# What is required:
The whole listing, repeated exactly, is what this task asks for.

# Input data:
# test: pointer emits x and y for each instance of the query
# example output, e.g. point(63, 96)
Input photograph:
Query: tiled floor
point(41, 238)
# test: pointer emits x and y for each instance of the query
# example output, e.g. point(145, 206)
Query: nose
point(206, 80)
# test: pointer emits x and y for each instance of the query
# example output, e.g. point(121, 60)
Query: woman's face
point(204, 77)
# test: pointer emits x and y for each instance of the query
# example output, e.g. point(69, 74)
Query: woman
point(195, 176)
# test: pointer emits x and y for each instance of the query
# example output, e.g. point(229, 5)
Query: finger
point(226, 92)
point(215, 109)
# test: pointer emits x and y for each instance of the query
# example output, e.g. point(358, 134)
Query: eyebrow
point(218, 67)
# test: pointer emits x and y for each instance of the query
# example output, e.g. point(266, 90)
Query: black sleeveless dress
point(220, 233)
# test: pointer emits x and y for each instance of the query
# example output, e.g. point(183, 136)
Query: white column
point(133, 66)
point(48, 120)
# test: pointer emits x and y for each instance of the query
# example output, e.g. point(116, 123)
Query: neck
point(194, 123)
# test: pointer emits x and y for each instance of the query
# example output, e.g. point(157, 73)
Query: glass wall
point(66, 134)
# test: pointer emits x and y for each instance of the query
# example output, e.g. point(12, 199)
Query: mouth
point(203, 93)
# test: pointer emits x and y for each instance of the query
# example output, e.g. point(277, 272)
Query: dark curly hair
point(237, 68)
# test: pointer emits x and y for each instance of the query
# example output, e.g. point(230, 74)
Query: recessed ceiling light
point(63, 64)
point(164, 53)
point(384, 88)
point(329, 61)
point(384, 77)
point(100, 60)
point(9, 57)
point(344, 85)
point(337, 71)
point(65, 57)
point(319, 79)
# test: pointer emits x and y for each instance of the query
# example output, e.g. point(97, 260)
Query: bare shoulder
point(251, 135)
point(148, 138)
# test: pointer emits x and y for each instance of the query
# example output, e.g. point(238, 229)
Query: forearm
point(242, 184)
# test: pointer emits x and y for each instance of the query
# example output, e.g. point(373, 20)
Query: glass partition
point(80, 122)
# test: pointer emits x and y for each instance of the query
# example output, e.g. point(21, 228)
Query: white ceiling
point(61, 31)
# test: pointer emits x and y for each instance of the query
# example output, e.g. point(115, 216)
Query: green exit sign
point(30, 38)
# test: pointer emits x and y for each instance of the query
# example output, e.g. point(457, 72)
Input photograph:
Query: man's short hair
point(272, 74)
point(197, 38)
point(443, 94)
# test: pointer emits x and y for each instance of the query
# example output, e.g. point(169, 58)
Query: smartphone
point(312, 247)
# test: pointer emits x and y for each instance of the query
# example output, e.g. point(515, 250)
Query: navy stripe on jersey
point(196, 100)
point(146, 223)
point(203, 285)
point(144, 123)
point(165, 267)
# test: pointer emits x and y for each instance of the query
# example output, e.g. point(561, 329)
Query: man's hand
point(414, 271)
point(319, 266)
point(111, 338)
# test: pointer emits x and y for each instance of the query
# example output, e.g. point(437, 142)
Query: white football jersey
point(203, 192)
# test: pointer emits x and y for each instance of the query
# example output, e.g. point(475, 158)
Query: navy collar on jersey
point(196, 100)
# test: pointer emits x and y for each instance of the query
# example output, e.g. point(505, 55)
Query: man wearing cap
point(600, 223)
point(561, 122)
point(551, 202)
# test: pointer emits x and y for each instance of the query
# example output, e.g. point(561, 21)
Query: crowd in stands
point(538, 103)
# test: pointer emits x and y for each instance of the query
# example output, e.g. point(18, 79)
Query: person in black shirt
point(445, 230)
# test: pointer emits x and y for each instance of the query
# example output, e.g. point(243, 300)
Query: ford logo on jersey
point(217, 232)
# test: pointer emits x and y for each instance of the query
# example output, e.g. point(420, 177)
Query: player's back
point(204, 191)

# Result for this task:
# test: pointer emits x and y for each instance of the query
# example output, e.g. point(63, 96)
Input photograph:
Query: tiled floor
point(41, 238)
# test: pointer emits x and y for each instance of the query
# example output, e.g. point(145, 206)
Query: nose
point(206, 80)
# test: pointer emits x and y for each instance of the query
# example output, e.g. point(121, 60)
Query: woman's face
point(204, 77)
# test: pointer emits x and y for each instance of the query
# example output, e.g. point(69, 74)
Query: woman
point(195, 176)
# test: pointer emits x and y for each instance of the query
# example output, e.g. point(229, 5)
Query: finger
point(226, 92)
point(215, 109)
# test: pointer emits x and y for each instance of the query
# example output, e.g. point(358, 134)
Query: eyebrow
point(218, 67)
# test: pointer emits x and y for each instance of the query
# example output, e.g. point(266, 90)
Query: black sleeveless dress
point(220, 233)
# test: pointer emits x and y for each instance of the query
# example output, e.g. point(183, 136)
Query: white column
point(133, 66)
point(48, 120)
# test: pointer emits x and y for each instance of the query
# example output, e.g. point(116, 123)
Query: neck
point(194, 123)
# test: pointer emits x and y for each instance of the query
# example output, e.g. point(157, 73)
Query: glass wall
point(66, 134)
# test: pointer emits x and y for each instance of the query
# example output, e.g. point(12, 199)
Query: mouth
point(203, 93)
# test: pointer emits x and y for each instance of the query
# example output, e.g. point(277, 272)
Query: dark curly hair
point(237, 68)
# test: pointer emits x and y for each instance of the query
# example output, e.g. point(230, 74)
Query: recessed ceiling light
point(63, 64)
point(164, 53)
point(384, 88)
point(329, 61)
point(384, 77)
point(100, 60)
point(9, 57)
point(344, 85)
point(337, 71)
point(65, 57)
point(319, 79)
# test: pointer emits x and y for each instance of the query
# example output, e.g. point(97, 260)
Query: bare shoulder
point(251, 135)
point(148, 138)
# test: pointer emits x and y for each instance of the query
# example output, e.g. point(238, 229)
Query: forearm
point(242, 184)
# test: pointer emits x and y for each instance of the query
# example output, e.g. point(373, 20)
Query: glass partition
point(80, 122)
# test: pointer emits x and y for each instance of the query
# example output, e.g. point(21, 228)
Query: white ceiling
point(61, 31)
# test: pointer emits x and y for each instance of the query
# example output, e.g. point(115, 216)
Query: green exit sign
point(30, 38)
# test: pointer emits x and y for each instance of the query
# example output, e.g. point(457, 72)
Input photograph:
Query: man's short hair
point(272, 74)
point(197, 38)
point(443, 94)
# test: pointer emits x and y for each instance of the query
# example output, e.g. point(169, 58)
Query: smartphone
point(312, 247)
# test: pointer emits x and y for each instance of the query
# example output, e.g. point(515, 250)
Query: navy stripe on jersey
point(196, 100)
point(146, 223)
point(203, 285)
point(144, 123)
point(165, 267)
# test: pointer emits x and y for each instance of the query
# example output, e.g. point(561, 329)
Query: man's hand
point(414, 271)
point(319, 266)
point(111, 338)
# test: pointer emits x and y for each instance of the query
# example output, e.g. point(437, 142)
Query: white football jersey
point(203, 192)
# test: pointer emits x and y for each instance of the query
# example output, e.g. point(475, 158)
Query: navy collar on jersey
point(196, 100)
# test: pointer emits x and y for each instance of the query
# example output, e.g. point(505, 55)
Query: man wearing cap
point(600, 223)
point(561, 122)
point(551, 202)
# test: pointer emits x and y for each instance of the query
# example output, e.g. point(561, 21)
Query: crowd in stands
point(538, 103)
# test: pointer emits x and y for each instance of the query
# example output, e.g. point(18, 79)
Query: person in black shirt
point(445, 230)
# test: pointer emits x and y for each instance of the query
# example output, e.g. point(243, 300)
Query: ford logo on jersey
point(217, 232)
# test: pointer emits x and y for each instance of the query
# example output, e.g. point(420, 177)
Query: player's back
point(204, 191)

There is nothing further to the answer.